Start of DATA PROVIDED
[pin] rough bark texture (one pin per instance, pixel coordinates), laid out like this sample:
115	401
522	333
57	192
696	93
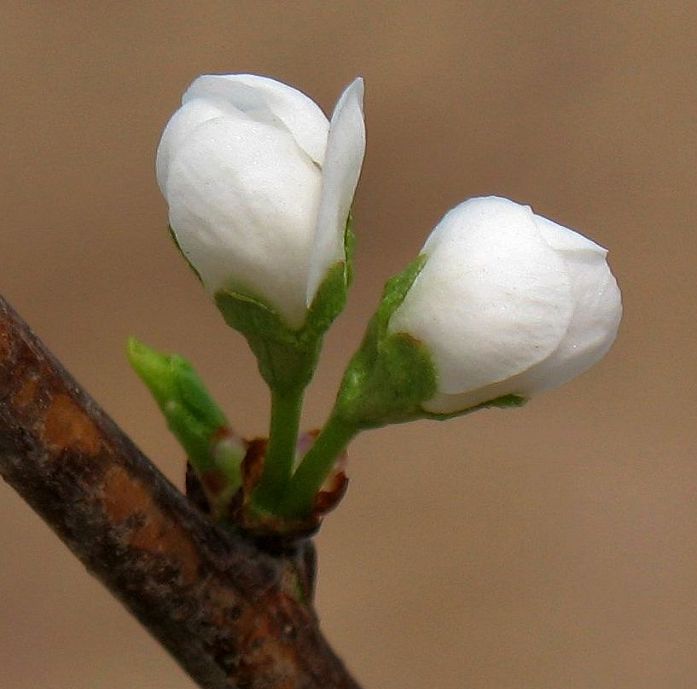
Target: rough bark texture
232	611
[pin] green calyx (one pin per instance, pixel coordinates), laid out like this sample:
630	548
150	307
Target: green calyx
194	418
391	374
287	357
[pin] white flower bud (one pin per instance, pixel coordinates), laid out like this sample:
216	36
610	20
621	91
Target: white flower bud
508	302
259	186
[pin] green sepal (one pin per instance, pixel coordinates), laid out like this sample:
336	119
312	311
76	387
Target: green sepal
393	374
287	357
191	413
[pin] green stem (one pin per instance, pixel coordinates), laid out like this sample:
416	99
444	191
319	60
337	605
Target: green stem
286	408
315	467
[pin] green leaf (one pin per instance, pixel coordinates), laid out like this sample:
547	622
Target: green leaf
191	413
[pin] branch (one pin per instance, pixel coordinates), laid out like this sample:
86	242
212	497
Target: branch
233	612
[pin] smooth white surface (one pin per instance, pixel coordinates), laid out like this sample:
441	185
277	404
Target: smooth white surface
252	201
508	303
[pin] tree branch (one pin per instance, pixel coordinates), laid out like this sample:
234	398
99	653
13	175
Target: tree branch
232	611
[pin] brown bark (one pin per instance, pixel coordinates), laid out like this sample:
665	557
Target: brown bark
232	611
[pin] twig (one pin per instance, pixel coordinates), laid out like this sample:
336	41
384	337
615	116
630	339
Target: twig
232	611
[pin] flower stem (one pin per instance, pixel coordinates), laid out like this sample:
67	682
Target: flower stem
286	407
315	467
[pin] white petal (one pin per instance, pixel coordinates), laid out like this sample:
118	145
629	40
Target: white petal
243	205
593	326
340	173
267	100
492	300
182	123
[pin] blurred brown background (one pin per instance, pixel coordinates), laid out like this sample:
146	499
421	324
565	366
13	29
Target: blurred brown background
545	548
End of DATA PROVIDED
Start of DATA PROVIDED
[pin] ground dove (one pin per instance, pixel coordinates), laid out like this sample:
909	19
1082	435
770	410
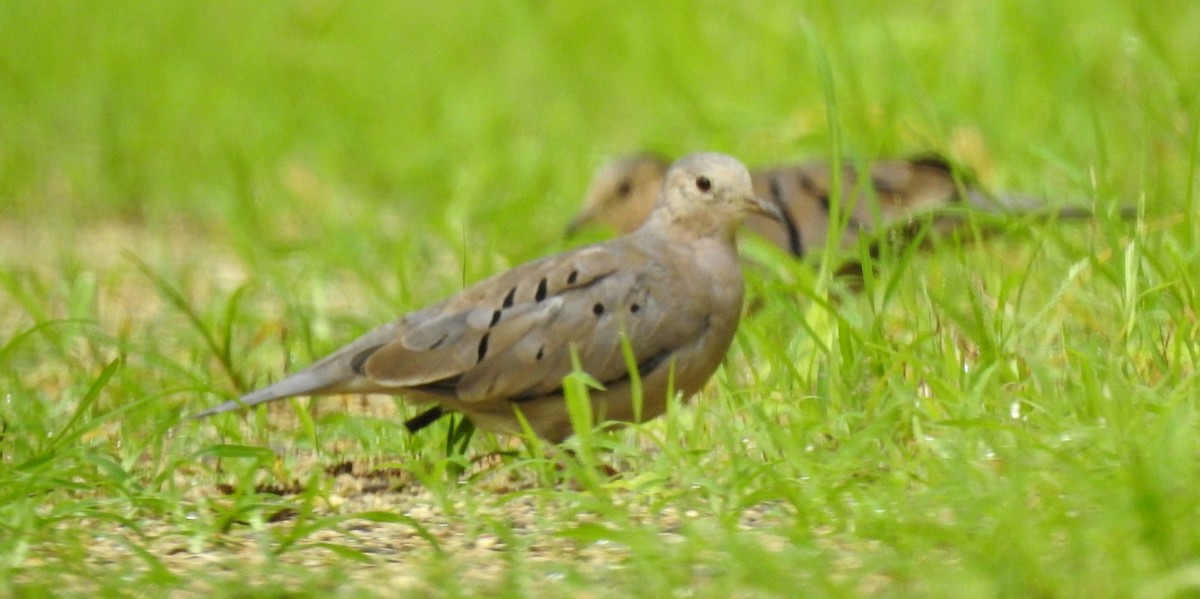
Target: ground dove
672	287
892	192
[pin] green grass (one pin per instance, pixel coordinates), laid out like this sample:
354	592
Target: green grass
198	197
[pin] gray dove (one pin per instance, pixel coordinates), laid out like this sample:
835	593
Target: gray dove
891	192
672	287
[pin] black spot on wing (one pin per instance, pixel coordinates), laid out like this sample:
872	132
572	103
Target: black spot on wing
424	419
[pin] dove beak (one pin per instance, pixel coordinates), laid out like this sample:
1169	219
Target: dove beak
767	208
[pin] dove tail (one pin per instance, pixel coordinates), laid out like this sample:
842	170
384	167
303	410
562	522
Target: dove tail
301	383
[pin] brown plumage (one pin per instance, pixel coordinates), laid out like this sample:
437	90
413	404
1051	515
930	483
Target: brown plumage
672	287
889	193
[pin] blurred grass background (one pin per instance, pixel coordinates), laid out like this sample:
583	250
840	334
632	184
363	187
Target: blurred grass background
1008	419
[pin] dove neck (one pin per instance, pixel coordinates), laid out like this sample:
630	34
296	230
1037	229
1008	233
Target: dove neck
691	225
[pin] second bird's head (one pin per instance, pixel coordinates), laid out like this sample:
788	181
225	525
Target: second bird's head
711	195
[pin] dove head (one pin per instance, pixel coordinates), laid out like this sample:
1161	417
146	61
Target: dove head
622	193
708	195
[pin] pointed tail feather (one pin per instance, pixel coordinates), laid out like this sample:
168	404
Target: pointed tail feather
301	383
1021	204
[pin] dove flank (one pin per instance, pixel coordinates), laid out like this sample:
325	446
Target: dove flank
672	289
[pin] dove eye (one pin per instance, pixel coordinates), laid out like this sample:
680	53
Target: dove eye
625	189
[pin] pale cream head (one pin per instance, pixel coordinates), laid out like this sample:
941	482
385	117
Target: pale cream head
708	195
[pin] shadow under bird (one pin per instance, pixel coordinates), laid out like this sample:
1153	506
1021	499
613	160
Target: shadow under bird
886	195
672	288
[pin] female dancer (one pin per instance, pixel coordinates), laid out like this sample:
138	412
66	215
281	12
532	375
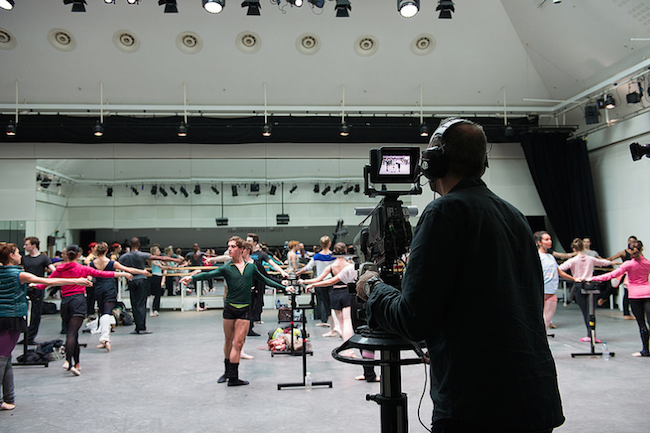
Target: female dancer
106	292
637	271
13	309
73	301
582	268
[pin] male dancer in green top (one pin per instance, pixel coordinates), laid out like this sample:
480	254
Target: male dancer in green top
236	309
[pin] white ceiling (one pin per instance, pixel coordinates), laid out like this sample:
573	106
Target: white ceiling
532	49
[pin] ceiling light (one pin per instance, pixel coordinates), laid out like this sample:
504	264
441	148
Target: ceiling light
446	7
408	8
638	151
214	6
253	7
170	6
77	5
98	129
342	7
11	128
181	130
End of DATA PROVIDED
Start of DATA PROVIDED
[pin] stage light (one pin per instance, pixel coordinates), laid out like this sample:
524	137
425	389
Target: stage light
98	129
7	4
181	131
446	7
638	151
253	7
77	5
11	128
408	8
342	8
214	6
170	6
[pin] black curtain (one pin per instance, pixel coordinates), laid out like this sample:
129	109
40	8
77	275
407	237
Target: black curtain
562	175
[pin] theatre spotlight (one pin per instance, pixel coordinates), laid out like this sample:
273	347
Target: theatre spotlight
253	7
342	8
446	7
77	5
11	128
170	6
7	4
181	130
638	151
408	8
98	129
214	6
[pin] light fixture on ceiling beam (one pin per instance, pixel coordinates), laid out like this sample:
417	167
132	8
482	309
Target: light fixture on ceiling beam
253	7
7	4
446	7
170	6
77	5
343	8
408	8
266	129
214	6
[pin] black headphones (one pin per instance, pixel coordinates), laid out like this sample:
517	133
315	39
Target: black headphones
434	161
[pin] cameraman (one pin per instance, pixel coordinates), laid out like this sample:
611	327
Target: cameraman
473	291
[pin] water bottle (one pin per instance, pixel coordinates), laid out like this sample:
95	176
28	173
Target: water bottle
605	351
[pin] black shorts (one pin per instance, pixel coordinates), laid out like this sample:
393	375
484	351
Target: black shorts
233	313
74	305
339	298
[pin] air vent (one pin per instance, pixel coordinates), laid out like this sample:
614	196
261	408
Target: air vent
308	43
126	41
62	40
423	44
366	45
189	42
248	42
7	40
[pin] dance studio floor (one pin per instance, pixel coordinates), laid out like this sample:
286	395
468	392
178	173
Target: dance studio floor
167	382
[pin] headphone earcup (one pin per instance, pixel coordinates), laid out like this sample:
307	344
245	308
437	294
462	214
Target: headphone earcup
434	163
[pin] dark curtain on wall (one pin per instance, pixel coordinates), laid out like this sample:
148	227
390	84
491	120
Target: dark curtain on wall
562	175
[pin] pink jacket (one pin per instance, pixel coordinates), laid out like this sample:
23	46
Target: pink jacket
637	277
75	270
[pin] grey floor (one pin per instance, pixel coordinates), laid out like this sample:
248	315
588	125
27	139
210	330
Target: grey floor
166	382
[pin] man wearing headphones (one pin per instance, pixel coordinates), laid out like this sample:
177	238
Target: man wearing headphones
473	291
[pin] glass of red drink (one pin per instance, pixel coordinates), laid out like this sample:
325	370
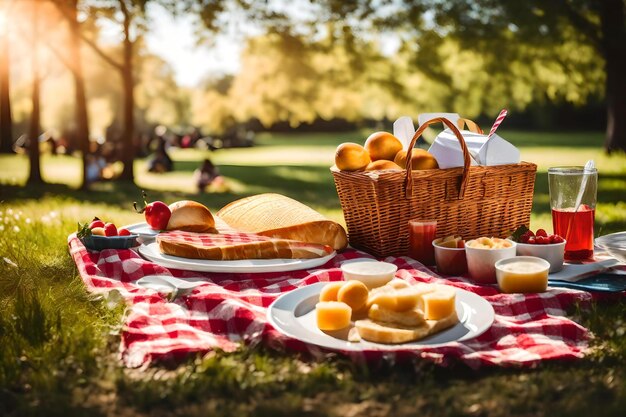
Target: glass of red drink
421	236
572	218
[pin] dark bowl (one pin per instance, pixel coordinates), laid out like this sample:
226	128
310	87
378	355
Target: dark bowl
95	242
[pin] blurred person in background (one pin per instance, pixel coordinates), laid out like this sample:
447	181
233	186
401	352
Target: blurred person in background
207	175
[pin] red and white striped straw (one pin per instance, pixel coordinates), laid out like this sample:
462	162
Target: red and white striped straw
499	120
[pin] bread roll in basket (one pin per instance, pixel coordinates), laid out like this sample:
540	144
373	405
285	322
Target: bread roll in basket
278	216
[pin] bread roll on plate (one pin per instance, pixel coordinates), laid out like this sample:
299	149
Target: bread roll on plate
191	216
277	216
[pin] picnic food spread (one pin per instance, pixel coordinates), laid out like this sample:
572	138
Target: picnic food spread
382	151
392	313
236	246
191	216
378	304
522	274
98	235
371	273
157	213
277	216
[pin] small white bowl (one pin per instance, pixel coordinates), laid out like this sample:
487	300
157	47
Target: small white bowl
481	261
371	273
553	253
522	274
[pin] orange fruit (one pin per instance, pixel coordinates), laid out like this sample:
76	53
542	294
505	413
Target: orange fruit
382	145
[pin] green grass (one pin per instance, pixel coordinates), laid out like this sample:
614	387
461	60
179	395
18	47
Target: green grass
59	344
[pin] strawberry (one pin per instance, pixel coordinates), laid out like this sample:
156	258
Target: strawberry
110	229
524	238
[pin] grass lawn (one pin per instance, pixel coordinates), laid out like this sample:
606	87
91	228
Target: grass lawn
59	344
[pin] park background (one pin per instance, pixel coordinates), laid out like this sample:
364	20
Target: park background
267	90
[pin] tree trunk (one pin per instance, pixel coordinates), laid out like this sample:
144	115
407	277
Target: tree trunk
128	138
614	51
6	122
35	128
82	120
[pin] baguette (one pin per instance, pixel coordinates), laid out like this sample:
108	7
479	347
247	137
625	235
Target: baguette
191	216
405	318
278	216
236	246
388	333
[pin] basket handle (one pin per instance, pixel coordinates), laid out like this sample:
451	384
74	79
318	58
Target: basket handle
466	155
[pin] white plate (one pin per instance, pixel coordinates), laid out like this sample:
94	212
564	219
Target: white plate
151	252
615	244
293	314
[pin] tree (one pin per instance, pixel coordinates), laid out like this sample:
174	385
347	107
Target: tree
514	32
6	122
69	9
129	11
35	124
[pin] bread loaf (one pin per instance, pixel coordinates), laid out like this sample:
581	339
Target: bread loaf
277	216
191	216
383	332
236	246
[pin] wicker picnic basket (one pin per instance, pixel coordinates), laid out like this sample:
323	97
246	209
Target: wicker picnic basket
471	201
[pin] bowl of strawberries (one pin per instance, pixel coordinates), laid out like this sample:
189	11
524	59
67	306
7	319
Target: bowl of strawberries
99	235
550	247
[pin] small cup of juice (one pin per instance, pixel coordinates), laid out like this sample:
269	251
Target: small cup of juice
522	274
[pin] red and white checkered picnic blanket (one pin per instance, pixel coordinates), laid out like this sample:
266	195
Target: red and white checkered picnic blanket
End of DATA PROVIDED
◆ **BRIEF**:
Extract every line from the records above that contains the word "checkered".

◆ **RESPONSE TO THE EXERCISE**:
[pin] red and white checkered picnic blanket (one pin per instance, pixel coordinates), laid out like this sample:
Target: red and white checkered picnic blanket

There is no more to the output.